/MatSurv

Survival analysis in MATLAB

Primary LanguageMATLABMIT LicenseMIT

MatSurv View MatSurv on File Exchange DOI

MatSurv is a simple survival analysis function for MATLAB (version 2016b and later) that creates a KM plot with risk table. Survival statistics, such as log-rank p-value and hazard ratio (HR) are also calculated. The log-rank test has been evaluated to give the same results as SAS and R. The style of the KM plot is easily changed with input parameters. No additional toolboxes are needed or depended upon. MatSurv was inspired by the survminer R-package.

The general usage is:

[p, fh, stats] = MatSurv(TimeVar, EventVar, GroupVar, 'param', value, …)

Table of contents

Why Matsurv

MatSurv allows MATLAB users to create KM-plots with a risk table and also to perform a log-rank test between two or more groups. An event is, for example, death, relapse of disease, or a new metastatic tumor. If none of these events occur during the study period, the time-to-event is unknown, this point is called censored. A risk table describe the number of patients that are still “at-risk” at a specific timepoint. MatSurv also provides a fine grained customization of the KM-plots, making it suitable for publications. MatSurv hopefully will make the life easier for fellow Bioinformaticians (and other professionals) who prefer MATLAB over R.

Citing MatSurv

Creed et al., (2020). MatSurv: Survival analysis and visualization in MATLAB. Journal of Open Source Software, 5(46), 1830, https://doi.org/10.21105/joss.01830

MATLAB Release Compatibility

Compatible with R2016b to R2019b

Recent Improvements

2022-02-17 : Added options to use all four quartile groups, use 'CutPoint','QuartileAll

2020-04-08 : Added logrank test for trend, use 'LogRankTrend',true

Simple Example

The following code loads the data from "Freireich, EJ et al. 1963, Blood, 21, 699-716)" and creates a KM plot with risk table. The time unit is weeks and the x-axis step length is changed to 4. The risk table shows how many are at risk (alive) for each time point. Censored points are marked with a vertical line.

[p,fh,stats]=MatSurv([], [], [],'Xstep',4);

MatSurv example

Using MatSurv

Installation

Simply put MatSurv.m in any directory of your choice and make sure it is added to your path.

--- Stored data entries ---
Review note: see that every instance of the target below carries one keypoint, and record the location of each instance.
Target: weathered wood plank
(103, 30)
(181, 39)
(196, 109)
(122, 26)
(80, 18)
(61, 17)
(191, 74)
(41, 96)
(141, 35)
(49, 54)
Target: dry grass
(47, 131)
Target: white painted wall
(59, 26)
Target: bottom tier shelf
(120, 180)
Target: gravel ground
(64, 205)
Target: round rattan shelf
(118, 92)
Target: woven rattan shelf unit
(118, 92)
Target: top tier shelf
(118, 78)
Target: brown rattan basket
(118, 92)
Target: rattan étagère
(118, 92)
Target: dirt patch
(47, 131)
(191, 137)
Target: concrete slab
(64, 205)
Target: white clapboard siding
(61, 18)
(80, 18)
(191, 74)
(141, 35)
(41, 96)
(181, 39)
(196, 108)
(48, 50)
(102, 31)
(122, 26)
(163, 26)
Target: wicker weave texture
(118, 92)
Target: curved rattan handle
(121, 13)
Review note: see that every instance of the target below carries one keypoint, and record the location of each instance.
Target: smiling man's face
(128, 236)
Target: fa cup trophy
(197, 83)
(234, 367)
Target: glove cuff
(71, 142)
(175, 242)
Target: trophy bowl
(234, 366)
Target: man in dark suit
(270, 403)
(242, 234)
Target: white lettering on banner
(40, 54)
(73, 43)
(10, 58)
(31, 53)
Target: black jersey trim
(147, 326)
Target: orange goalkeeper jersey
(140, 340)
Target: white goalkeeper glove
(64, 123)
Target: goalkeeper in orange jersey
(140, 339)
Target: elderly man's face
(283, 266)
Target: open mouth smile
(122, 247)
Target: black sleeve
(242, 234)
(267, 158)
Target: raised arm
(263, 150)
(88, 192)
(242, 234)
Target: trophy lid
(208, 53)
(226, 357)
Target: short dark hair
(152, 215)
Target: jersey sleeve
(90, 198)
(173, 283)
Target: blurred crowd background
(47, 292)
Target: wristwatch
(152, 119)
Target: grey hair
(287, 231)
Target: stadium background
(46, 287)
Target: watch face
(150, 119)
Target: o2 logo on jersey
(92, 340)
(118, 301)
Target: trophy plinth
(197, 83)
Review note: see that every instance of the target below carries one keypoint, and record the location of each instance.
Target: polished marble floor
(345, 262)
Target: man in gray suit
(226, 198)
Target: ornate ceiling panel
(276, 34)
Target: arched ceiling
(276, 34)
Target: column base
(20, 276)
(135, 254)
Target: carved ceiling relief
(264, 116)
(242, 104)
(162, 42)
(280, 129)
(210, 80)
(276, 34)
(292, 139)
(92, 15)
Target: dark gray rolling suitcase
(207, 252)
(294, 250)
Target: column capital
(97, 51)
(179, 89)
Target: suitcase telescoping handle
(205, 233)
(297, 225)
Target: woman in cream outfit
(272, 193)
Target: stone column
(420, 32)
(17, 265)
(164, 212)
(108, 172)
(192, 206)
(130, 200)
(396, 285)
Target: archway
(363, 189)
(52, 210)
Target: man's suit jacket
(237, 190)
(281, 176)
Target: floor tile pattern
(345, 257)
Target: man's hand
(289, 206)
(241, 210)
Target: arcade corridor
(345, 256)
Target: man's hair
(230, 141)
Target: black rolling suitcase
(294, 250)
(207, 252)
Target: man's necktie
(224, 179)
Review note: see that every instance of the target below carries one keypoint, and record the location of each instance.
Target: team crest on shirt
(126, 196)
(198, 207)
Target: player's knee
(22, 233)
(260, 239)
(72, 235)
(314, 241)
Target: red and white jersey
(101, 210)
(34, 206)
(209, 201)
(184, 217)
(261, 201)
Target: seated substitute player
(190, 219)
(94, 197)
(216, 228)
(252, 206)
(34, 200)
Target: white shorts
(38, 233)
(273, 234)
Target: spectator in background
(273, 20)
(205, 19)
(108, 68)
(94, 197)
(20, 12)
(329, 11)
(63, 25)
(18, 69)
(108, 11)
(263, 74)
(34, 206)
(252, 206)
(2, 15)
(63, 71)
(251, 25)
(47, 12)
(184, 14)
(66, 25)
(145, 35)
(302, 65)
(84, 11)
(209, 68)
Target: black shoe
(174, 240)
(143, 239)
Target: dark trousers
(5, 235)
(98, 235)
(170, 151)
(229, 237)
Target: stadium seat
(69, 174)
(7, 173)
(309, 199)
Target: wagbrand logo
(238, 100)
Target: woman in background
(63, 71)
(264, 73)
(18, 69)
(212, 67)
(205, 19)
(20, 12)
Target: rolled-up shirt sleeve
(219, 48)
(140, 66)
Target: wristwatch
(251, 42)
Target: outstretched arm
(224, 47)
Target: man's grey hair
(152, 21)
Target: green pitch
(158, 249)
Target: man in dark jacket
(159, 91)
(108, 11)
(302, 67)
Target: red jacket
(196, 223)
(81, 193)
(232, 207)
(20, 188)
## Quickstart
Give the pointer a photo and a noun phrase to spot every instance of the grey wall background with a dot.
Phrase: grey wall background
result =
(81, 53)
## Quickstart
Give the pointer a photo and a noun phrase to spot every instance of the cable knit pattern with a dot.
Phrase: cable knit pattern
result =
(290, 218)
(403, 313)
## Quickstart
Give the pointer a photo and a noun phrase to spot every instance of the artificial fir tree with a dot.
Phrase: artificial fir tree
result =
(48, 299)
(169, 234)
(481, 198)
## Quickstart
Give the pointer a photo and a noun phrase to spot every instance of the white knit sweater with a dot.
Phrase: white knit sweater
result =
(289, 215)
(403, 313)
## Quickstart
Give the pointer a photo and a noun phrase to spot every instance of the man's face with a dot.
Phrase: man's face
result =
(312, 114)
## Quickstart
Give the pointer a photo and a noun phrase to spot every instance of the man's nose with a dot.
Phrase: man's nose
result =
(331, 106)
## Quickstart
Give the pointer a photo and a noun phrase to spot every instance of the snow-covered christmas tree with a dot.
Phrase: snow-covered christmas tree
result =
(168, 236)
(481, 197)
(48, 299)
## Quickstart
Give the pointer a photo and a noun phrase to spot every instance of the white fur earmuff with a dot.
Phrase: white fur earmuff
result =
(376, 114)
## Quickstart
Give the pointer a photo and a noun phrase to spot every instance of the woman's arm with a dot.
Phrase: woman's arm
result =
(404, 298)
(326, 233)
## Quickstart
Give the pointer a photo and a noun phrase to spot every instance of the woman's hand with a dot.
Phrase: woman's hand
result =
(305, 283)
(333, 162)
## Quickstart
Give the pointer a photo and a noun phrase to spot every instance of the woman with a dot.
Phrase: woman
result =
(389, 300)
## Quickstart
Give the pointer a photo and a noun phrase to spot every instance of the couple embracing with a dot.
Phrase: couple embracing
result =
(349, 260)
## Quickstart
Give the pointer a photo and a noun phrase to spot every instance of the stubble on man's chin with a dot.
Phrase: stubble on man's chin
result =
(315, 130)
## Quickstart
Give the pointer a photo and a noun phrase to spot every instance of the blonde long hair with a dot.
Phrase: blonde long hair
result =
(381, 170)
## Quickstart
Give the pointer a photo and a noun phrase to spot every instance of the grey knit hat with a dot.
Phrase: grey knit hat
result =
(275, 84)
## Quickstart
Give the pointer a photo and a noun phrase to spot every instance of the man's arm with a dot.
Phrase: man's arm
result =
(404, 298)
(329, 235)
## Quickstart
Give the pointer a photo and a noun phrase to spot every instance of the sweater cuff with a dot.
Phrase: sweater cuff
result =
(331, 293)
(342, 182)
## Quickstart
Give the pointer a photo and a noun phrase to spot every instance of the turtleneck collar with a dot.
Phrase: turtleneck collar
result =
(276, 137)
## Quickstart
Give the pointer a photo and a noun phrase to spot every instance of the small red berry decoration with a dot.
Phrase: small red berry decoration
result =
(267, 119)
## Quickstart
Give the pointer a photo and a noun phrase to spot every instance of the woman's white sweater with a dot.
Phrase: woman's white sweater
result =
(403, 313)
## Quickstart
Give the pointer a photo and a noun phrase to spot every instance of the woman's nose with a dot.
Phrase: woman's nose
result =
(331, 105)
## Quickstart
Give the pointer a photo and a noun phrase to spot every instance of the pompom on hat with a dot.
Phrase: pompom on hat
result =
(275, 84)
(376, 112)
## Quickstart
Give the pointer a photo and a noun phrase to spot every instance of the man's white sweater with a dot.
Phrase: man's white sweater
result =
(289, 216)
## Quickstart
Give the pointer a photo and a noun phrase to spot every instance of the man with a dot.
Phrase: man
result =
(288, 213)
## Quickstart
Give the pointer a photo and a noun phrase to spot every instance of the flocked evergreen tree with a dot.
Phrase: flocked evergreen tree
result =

--- Work item A ---
Answer these questions using the MatSurv page:
(i) Which R package inspired MatSurv?
(ii) What range of MATLAB releases does the MatSurv page list as compatible?
(iii) What was added on 2020-04-08?
--- Work item B ---
Please retype the part of the MatSurv page starting at "2020-04-08 : Added" and ending at "a vertical line.".
--- Work item C ---
Which examples of an event does the MatSurv page give? List them all.

--- Exercise result A ---
(i) The survminer R-package
(ii) R2016b to R2019b
(iii) A logrank test for trend, used with 'LogRankTrend',true

--- Exercise result B ---
2020-04-08 : Added logrank test for trend, use 'LogRankTrend',true

Simple Example

The following code loads the data from "Freireich, EJ et al. 1963, Blood, 21, 699-716)" and creates a KM plot with risk table. The time unit is weeks and the x-axis step length is changed to 4. The risk table shows how many are at risk (alive) for each time point. Censored points are marked with a vertical line.

--- Exercise result C ---
death
relapse of disease
a new metastatic tumor